* _INPUT DATA_:
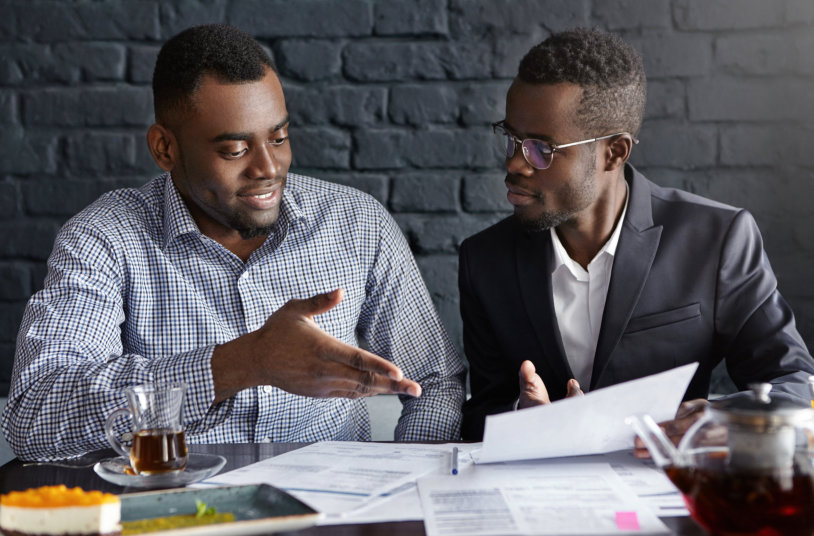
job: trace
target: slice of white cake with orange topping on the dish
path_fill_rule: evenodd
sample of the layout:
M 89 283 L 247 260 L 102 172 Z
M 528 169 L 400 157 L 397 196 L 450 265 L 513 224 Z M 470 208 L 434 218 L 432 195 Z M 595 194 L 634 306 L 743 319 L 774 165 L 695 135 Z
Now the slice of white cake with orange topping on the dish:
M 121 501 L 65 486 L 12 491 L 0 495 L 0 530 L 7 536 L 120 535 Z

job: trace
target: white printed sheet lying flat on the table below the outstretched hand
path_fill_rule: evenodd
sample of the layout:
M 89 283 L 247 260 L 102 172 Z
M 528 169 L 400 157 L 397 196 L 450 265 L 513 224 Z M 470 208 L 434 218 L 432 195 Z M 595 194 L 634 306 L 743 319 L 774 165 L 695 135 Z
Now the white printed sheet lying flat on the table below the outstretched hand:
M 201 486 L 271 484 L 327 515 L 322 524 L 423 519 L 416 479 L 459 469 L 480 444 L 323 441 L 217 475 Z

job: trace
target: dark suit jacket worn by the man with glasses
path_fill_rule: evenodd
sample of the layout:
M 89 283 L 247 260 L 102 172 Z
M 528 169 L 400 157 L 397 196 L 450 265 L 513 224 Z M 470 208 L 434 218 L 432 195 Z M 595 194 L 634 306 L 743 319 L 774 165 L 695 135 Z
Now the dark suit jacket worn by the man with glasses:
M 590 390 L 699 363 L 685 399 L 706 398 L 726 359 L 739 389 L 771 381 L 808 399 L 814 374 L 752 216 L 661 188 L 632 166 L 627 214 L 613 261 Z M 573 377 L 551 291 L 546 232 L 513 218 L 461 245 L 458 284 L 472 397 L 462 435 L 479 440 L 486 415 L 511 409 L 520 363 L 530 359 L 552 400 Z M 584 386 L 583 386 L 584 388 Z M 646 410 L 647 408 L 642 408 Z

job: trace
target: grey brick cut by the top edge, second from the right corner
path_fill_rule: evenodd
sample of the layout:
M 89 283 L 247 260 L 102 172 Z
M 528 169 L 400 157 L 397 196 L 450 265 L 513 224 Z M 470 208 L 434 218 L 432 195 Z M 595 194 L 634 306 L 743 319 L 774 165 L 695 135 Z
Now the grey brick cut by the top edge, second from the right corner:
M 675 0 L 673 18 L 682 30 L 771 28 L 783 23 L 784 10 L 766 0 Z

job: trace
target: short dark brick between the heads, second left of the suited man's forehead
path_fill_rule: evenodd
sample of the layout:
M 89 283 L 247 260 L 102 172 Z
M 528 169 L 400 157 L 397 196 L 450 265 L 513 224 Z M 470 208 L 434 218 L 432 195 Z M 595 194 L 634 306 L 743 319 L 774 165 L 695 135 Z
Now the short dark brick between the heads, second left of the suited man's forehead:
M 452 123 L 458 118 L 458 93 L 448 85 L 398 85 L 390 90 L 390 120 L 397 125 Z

* _WHAT YOU ARE ASKED TO DO_:
Transcribe the material exactly, leaving every picture out.

* _SOLUTION BELOW_:
job: trace
target: slice of white cake with orange topping on the dish
path_fill_rule: evenodd
sample of the layout:
M 89 283 L 247 260 L 102 172 Z
M 528 169 L 400 157 L 397 196 L 450 265 L 513 224 Z M 470 208 L 434 218 L 432 195 Z M 595 194 L 634 306 L 743 319 L 774 165 L 695 135 Z
Now the slice of white cake with orange topping on the dish:
M 121 501 L 65 486 L 12 491 L 0 495 L 0 530 L 7 536 L 120 535 Z

job: trace
target: white printed sheet lying flat on the table below the outstretched hand
path_fill_rule: evenodd
sample of the layout:
M 89 283 L 247 260 L 102 172 Z
M 528 169 L 400 157 L 397 196 L 450 265 L 513 224 Z M 470 208 L 434 218 L 432 195 Z M 595 194 L 634 306 L 743 319 L 774 165 L 695 135 Z
Now the white printed sheet lying flat on the table below the outstretched hand:
M 201 486 L 271 484 L 327 515 L 322 524 L 423 519 L 416 479 L 459 469 L 480 444 L 323 441 L 217 475 Z

job: trace
target: dark suit jacket worn by the man with glasses
path_fill_rule: evenodd
sample of the layout:
M 89 283 L 247 260 L 102 172 Z
M 528 169 L 400 157 L 397 196 L 450 265 L 513 224 Z M 470 208 L 434 218 L 432 195 Z M 595 194 L 634 306 L 743 319 L 774 165 L 695 135 Z
Now the dark suit jacket worn by the man with glasses:
M 590 390 L 699 363 L 685 399 L 706 398 L 726 359 L 739 389 L 771 381 L 808 399 L 814 374 L 752 216 L 661 188 L 632 166 L 627 214 L 613 261 Z M 573 377 L 551 291 L 546 232 L 513 218 L 461 245 L 458 284 L 472 397 L 462 435 L 479 440 L 486 415 L 511 409 L 520 363 L 530 359 L 552 400 Z M 584 386 L 583 386 L 584 388 Z M 646 410 L 647 408 L 642 408 Z

job: trace
target: grey brick cut by the top edge, second from the right corner
path_fill_rule: evenodd
sample of the layout:
M 89 283 L 247 260 L 102 172 Z
M 528 169 L 400 157 L 397 196 L 450 265 L 513 224 Z M 470 208 L 434 218 L 432 195 Z M 595 194 L 634 306 L 743 319 L 774 165 L 695 135 Z
Now the grey brick cut by the top edge, second from the right corner:
M 675 0 L 673 18 L 682 30 L 771 28 L 783 23 L 784 10 L 766 0 Z

job: trace
target: short dark brick between the heads, second left of the suited man's forehead
path_fill_rule: evenodd
sample of the layout:
M 89 283 L 247 260 L 102 172 Z
M 528 169 L 400 157 L 397 196 L 450 265 L 513 224 Z M 470 208 L 434 218 L 432 195 Z M 595 194 L 634 306 L 743 319 L 774 165 L 695 135 Z
Now the short dark brick between the heads, second left of the suited man's forehead:
M 452 123 L 458 118 L 458 93 L 448 85 L 398 85 L 390 90 L 390 120 L 397 125 Z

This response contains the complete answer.